EXERCISE BRIEF — Reproduce every row below verbatim, omitting the pictures.

INPUT MATERIAL —
────────
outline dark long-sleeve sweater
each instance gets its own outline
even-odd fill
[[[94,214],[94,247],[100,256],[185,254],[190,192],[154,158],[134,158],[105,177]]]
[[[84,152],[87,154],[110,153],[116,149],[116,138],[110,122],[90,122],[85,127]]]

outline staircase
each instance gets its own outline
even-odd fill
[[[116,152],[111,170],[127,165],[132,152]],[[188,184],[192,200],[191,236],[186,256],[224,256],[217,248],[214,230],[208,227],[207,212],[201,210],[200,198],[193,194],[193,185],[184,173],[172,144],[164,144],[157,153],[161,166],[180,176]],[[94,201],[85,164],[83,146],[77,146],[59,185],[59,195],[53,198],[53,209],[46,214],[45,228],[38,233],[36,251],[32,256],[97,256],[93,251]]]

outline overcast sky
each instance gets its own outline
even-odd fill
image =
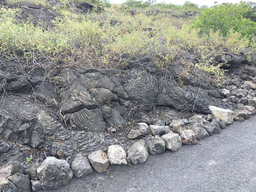
[[[222,3],[239,3],[241,0],[191,0],[189,1],[190,2],[197,4],[199,6],[201,6],[203,5],[206,5],[210,7],[214,4],[214,2],[215,1],[218,2],[218,4],[221,4]],[[120,4],[123,3],[126,1],[126,0],[110,0],[111,3],[115,4]],[[173,3],[173,4],[183,5],[186,0],[157,0],[157,3],[160,3],[164,2],[166,3]],[[246,0],[246,1],[252,1],[256,2],[256,0]]]

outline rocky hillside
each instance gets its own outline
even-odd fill
[[[255,43],[202,34],[201,9],[0,2],[2,190],[66,184],[88,155],[99,172],[142,163],[255,114]]]

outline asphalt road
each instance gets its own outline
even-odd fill
[[[53,192],[256,191],[256,117],[177,151],[131,166],[110,166]],[[43,191],[45,192],[46,190]]]

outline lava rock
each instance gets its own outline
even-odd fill
[[[221,133],[221,128],[218,123],[207,123],[204,125],[204,129],[209,135]]]
[[[24,192],[30,192],[32,189],[29,176],[17,173],[7,177],[19,190]]]
[[[5,163],[24,158],[23,154],[18,149],[14,147],[13,144],[0,140],[0,163]]]
[[[138,123],[138,129],[142,134],[144,135],[152,135],[152,132],[146,123]]]
[[[73,173],[67,162],[49,157],[37,169],[37,173],[44,189],[56,189],[67,185]]]
[[[187,119],[174,120],[170,124],[170,130],[173,133],[180,133],[181,131],[186,129],[184,125],[188,123]]]
[[[200,140],[209,136],[209,134],[204,129],[204,126],[202,123],[196,123],[190,127],[189,129],[194,132],[197,140]]]
[[[256,89],[256,84],[253,83],[250,81],[244,81],[244,85],[247,85],[253,90]]]
[[[146,139],[148,152],[152,155],[161,154],[165,152],[165,142],[159,136],[149,136]]]
[[[246,105],[248,104],[248,101],[249,99],[248,98],[245,97],[241,98],[238,101],[238,102]]]
[[[141,136],[141,133],[138,129],[132,129],[130,131],[127,137],[130,139],[138,138]]]
[[[236,94],[236,96],[239,99],[243,97],[244,97],[245,95],[243,94],[242,93],[238,93]]]
[[[219,91],[219,93],[221,95],[224,96],[226,97],[227,97],[229,95],[229,91],[226,89],[222,89]]]
[[[144,163],[148,156],[147,148],[144,140],[134,143],[127,151],[127,159],[134,164]]]
[[[234,103],[237,102],[237,101],[238,99],[235,96],[230,96],[227,98],[228,102],[230,102],[231,103]]]
[[[249,105],[245,105],[245,107],[247,108],[248,110],[252,113],[252,115],[254,116],[256,114],[256,109],[253,107]]]
[[[111,165],[127,165],[126,153],[119,145],[113,145],[109,147],[108,156]]]
[[[169,133],[161,137],[165,142],[165,148],[172,151],[176,151],[181,148],[181,139],[179,134]]]
[[[157,135],[163,133],[167,133],[170,131],[170,129],[168,126],[159,126],[151,125],[149,126],[150,130],[153,135]]]
[[[241,89],[244,89],[247,90],[249,89],[250,89],[250,87],[249,86],[246,84],[244,84],[242,85],[241,85],[240,87],[241,88]]]
[[[215,106],[209,106],[215,118],[219,118],[224,120],[227,124],[231,123],[233,118],[233,112],[229,109],[224,109]]]
[[[195,145],[197,144],[197,139],[195,133],[192,130],[182,131],[180,133],[181,142],[186,145]]]
[[[40,180],[37,181],[31,180],[31,185],[32,186],[32,190],[34,191],[37,191],[43,189],[42,185],[41,185],[41,181]]]
[[[209,135],[211,135],[213,130],[216,127],[215,125],[213,123],[207,123],[204,125],[204,129],[206,130]]]
[[[233,90],[231,91],[231,92],[230,92],[230,93],[229,93],[229,95],[230,96],[235,95],[236,94],[237,94],[237,92],[236,91],[235,91]]]
[[[153,125],[159,126],[165,126],[165,123],[160,119],[154,119],[152,120]]]
[[[88,158],[82,154],[76,156],[71,164],[71,170],[73,175],[78,178],[82,178],[93,173]]]
[[[105,104],[109,104],[113,98],[113,93],[110,91],[103,88],[90,89],[90,91],[97,101]]]
[[[86,108],[72,114],[69,121],[76,129],[92,132],[100,132],[106,129],[103,116],[99,109]]]
[[[30,178],[32,180],[37,181],[39,179],[38,174],[37,174],[37,165],[29,166],[26,170],[26,175],[28,175]]]
[[[214,124],[217,123],[221,129],[225,129],[226,127],[226,121],[219,118],[213,119],[212,123]]]
[[[249,99],[248,101],[248,105],[256,108],[256,98]]]
[[[214,119],[214,116],[213,116],[213,115],[212,114],[208,114],[207,116],[205,116],[204,119],[208,121],[211,121],[213,119]]]
[[[212,132],[213,134],[220,134],[221,132],[221,129],[218,123],[213,123],[215,125],[215,129],[213,130]]]
[[[107,170],[109,164],[109,160],[106,154],[101,150],[98,150],[90,153],[88,159],[94,169],[98,173]]]

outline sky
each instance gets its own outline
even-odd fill
[[[188,0],[157,0],[157,3],[164,2],[166,3],[172,3],[173,4],[183,5],[186,1]],[[114,4],[120,4],[125,2],[126,0],[110,0],[111,3]],[[215,1],[217,1],[218,4],[221,4],[222,3],[239,3],[241,0],[190,0],[189,1],[194,3],[198,5],[199,7],[202,5],[206,5],[209,7],[213,6],[214,5]],[[246,1],[252,1],[256,2],[256,0],[246,0]]]

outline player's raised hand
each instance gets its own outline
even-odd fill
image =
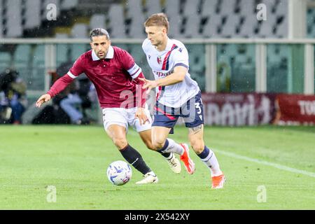
[[[41,107],[41,104],[48,102],[51,99],[51,97],[49,94],[45,94],[42,95],[41,97],[37,99],[36,106],[37,107]]]
[[[149,120],[148,117],[146,116],[144,108],[142,107],[138,107],[136,114],[134,115],[134,118],[139,119],[140,125],[144,125],[147,121]]]
[[[142,88],[148,89],[146,90],[146,94],[149,94],[150,91],[151,91],[151,90],[153,88],[155,88],[158,86],[158,83],[155,80],[148,80],[146,78],[139,78],[139,79],[141,80],[141,81],[144,82],[144,84],[142,86]]]

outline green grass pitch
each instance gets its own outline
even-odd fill
[[[187,142],[187,134],[177,127],[171,137]],[[128,141],[158,174],[158,184],[136,186],[142,176],[134,168],[126,185],[109,183],[108,165],[122,157],[102,126],[0,126],[0,209],[315,209],[315,127],[207,127],[204,135],[218,150],[223,189],[211,189],[209,170],[192,150],[195,173],[182,166],[174,174],[131,130]],[[56,188],[55,202],[47,200],[48,186]],[[262,193],[265,202],[258,200]]]

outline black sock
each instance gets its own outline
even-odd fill
[[[163,155],[167,159],[171,156],[171,153],[162,153],[160,151],[158,151],[158,153],[161,153],[161,155]]]
[[[124,149],[120,150],[120,152],[125,160],[142,174],[146,174],[151,172],[151,169],[146,165],[140,153],[130,145],[127,146]]]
────────
RESPONSE TO THIS TASK —
outline dark long-sleeve sweater
each instance gets its own outline
even-odd fill
[[[94,214],[94,247],[100,256],[185,254],[190,192],[154,158],[134,158],[105,177]]]
[[[84,152],[87,154],[110,153],[116,149],[116,138],[110,122],[90,122],[85,127]]]

outline staircase
each instance gets its own outline
even-odd fill
[[[116,152],[111,170],[127,165],[132,152]],[[188,184],[192,200],[191,236],[186,256],[224,256],[217,248],[214,230],[208,227],[207,212],[201,210],[200,198],[193,194],[193,185],[184,173],[172,144],[164,144],[157,153],[161,166],[180,176]],[[94,201],[85,164],[83,146],[77,146],[59,185],[59,195],[53,198],[53,209],[46,214],[45,228],[38,233],[36,251],[32,256],[97,256],[93,251]]]

outline overcast sky
each instance gets its own outline
even-odd fill
image =
[[[222,3],[239,3],[241,0],[191,0],[189,1],[190,2],[197,4],[199,6],[201,6],[203,5],[206,5],[210,7],[214,4],[214,2],[215,1],[218,2],[218,4],[221,4]],[[120,4],[123,3],[126,1],[126,0],[110,0],[111,3],[115,4]],[[173,3],[173,4],[183,5],[186,0],[157,0],[157,3],[160,3],[164,2],[166,3]],[[246,0],[246,1],[252,1],[256,2],[256,0]]]

outline rocky hillside
each instance gets its own outline
even-odd fill
[[[255,43],[202,34],[201,9],[0,2],[2,190],[66,184],[88,155],[99,172],[142,163],[255,114]]]

outline asphalt road
each instance gets its own outline
even-odd fill
[[[53,192],[256,191],[256,117],[177,151],[131,166],[110,166]],[[43,191],[45,192],[46,190]]]

outline lava rock
each instance gets its own outline
even-odd fill
[[[221,133],[221,128],[218,123],[207,123],[204,125],[204,129],[209,135]]]
[[[24,192],[30,192],[32,189],[29,176],[17,173],[7,177],[19,190]]]
[[[5,163],[24,158],[23,154],[18,149],[14,147],[13,144],[0,140],[0,163]]]
[[[138,123],[138,129],[142,134],[144,135],[152,135],[152,132],[146,123]]]
[[[73,173],[67,162],[49,157],[37,169],[37,173],[44,189],[56,189],[67,185]]]
[[[187,119],[174,120],[170,124],[170,130],[173,133],[180,133],[181,131],[186,129],[184,125],[188,123]]]
[[[200,140],[209,136],[209,134],[204,129],[204,126],[202,123],[196,123],[190,127],[189,129],[194,132],[197,140]]]
[[[256,89],[256,84],[253,83],[250,81],[244,81],[244,85],[247,85],[253,90]]]
[[[146,139],[148,152],[152,155],[161,154],[165,152],[165,142],[159,136],[149,136]]]
[[[246,105],[248,104],[248,101],[249,99],[248,98],[245,97],[241,98],[238,101],[238,102]]]
[[[141,136],[141,133],[138,129],[132,129],[130,131],[127,137],[130,139],[138,138]]]
[[[236,94],[236,96],[239,99],[243,97],[244,97],[245,95],[243,94],[242,93],[238,93]]]
[[[219,91],[219,93],[221,95],[224,96],[226,97],[227,97],[229,95],[229,91],[226,89],[222,89]]]
[[[144,163],[148,156],[147,148],[144,140],[134,143],[127,151],[127,159],[134,164]]]
[[[234,103],[237,102],[237,101],[238,99],[235,96],[230,96],[227,98],[228,102],[230,102],[231,103]]]
[[[249,105],[245,105],[245,107],[247,108],[248,110],[252,113],[252,115],[254,116],[256,114],[256,109],[253,107]]]
[[[111,165],[127,165],[126,153],[119,145],[113,145],[109,147],[108,156]]]
[[[169,133],[161,137],[165,142],[165,148],[172,151],[176,151],[181,148],[181,139],[179,134]]]
[[[157,135],[163,133],[167,133],[170,131],[170,129],[168,126],[159,126],[151,125],[149,126],[150,130],[153,135]]]
[[[241,89],[244,89],[247,90],[249,89],[250,89],[250,87],[249,86],[246,84],[244,84],[242,85],[241,85],[240,87],[241,88]]]
[[[215,106],[209,106],[215,118],[219,118],[224,120],[227,124],[231,123],[233,118],[233,112],[229,109],[224,109]]]
[[[195,145],[197,144],[197,139],[195,133],[192,130],[182,131],[180,133],[181,142],[186,145]]]
[[[40,180],[37,181],[31,180],[31,185],[32,186],[32,190],[34,191],[37,191],[43,189],[42,185],[41,185],[41,181]]]
[[[209,135],[211,135],[213,130],[216,127],[215,125],[213,123],[207,123],[204,125],[204,129],[206,130]]]
[[[233,90],[231,91],[231,92],[230,92],[230,93],[229,93],[229,95],[230,96],[235,95],[236,94],[237,94],[237,92],[236,91],[235,91]]]
[[[153,125],[159,126],[165,126],[165,123],[160,119],[154,119],[152,120]]]
[[[88,158],[82,154],[76,156],[71,164],[71,170],[73,175],[78,178],[82,178],[93,173]]]
[[[105,104],[109,104],[113,98],[113,93],[110,91],[103,88],[90,89],[90,91],[97,101]]]
[[[86,108],[72,114],[69,121],[76,129],[92,132],[100,132],[106,129],[103,116],[99,109]]]
[[[30,178],[32,180],[37,181],[39,179],[38,174],[37,174],[37,165],[29,166],[26,170],[26,175],[28,175]]]
[[[214,124],[217,123],[221,129],[225,129],[226,127],[226,121],[219,118],[213,119],[212,123]]]
[[[249,99],[248,101],[248,105],[256,108],[256,98]]]
[[[214,119],[214,116],[213,116],[213,115],[212,114],[208,114],[207,116],[205,116],[204,119],[208,121],[211,121],[213,119]]]
[[[212,132],[213,134],[220,134],[221,132],[221,129],[218,123],[213,123],[215,125],[215,129],[213,130]]]
[[[107,170],[109,164],[109,160],[106,154],[101,150],[98,150],[90,153],[88,159],[94,169],[98,173]]]

outline sky
each instance gets its own outline
even-odd fill
[[[188,0],[157,0],[157,3],[164,2],[166,3],[172,3],[173,4],[183,5],[186,1]],[[114,4],[120,4],[125,2],[126,0],[110,0],[111,3]],[[215,1],[217,1],[218,4],[221,4],[222,3],[239,3],[241,0],[190,0],[189,1],[194,3],[198,5],[199,7],[202,5],[206,5],[209,7],[213,6],[214,5]],[[246,1],[252,1],[256,2],[256,0],[246,0]]]

outline player's raised hand
each instance gets its own outline
even-odd fill
image =
[[[41,107],[41,104],[48,102],[51,99],[51,97],[49,94],[45,94],[42,95],[41,97],[37,99],[36,106],[37,107]]]
[[[149,120],[148,117],[146,116],[144,108],[142,107],[138,107],[136,114],[134,115],[134,118],[139,119],[140,125],[144,125],[147,121]]]
[[[142,88],[148,89],[146,90],[146,94],[149,94],[150,91],[151,91],[151,90],[153,88],[155,88],[158,86],[158,83],[155,80],[148,80],[146,78],[139,78],[139,79],[141,80],[141,81],[144,82],[144,84],[142,86]]]

outline green grass pitch
each instance gets its own outline
even-odd fill
[[[187,142],[187,134],[177,127],[171,137]],[[128,141],[158,174],[158,184],[136,186],[142,176],[134,168],[126,185],[109,183],[108,165],[122,157],[102,126],[0,126],[0,209],[315,209],[315,127],[207,127],[204,135],[218,150],[223,189],[211,189],[209,170],[192,150],[195,173],[182,166],[174,174],[131,130]],[[56,188],[55,202],[47,200],[48,186]],[[262,193],[265,202],[258,200]]]

outline black sock
each instance gets its own outline
even-odd fill
[[[163,155],[167,159],[171,156],[171,153],[162,153],[160,151],[158,151],[158,153],[161,153],[161,155]]]
[[[124,149],[120,150],[120,152],[125,160],[142,174],[146,174],[151,172],[151,169],[146,165],[140,153],[130,145],[127,146]]]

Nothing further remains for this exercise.